--- BEGIN ---

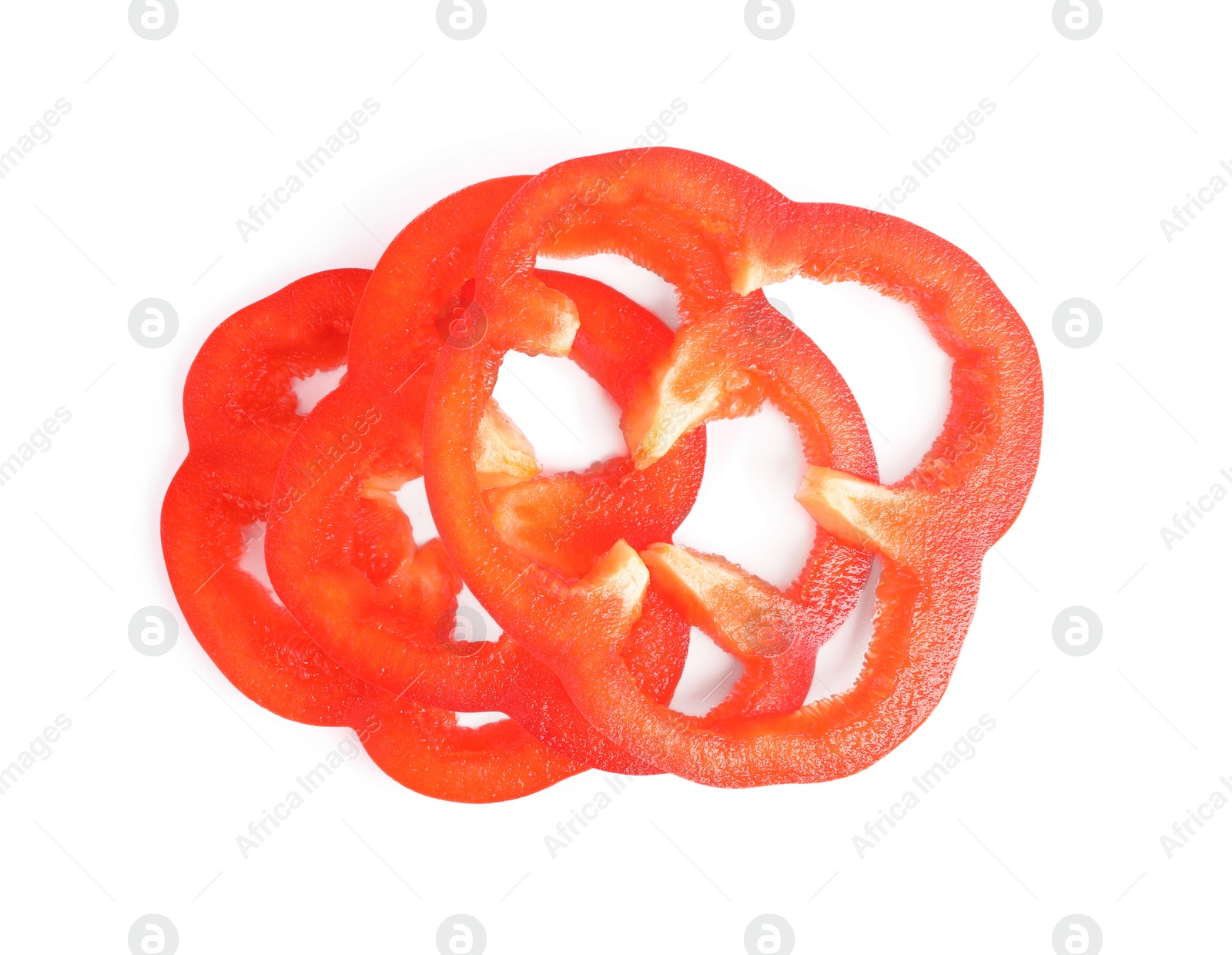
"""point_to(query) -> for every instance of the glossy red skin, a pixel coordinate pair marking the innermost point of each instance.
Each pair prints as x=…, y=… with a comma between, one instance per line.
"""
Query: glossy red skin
x=334, y=556
x=932, y=529
x=239, y=413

--- END ---

**STATED PROBLEM**
Rewrite every line of the records above as a Markdown table with the columns "Row" and "Line," numbering each row. Skip blank lines, and leave the pictures out.

**ANSWER TO THE TASK**
| Row | Line |
|---|---|
| 1 | """point_to(query) -> for every instance of the glossy red skin, a pixel coordinate pair marking the innermost point of each instance. |
| 2 | Each pair prints as x=…, y=… with a comma between, one instance per line. |
| 3 | """ |
| 4 | Query: glossy red skin |
| 5 | x=334, y=556 |
| 6 | x=932, y=529 |
| 7 | x=239, y=413 |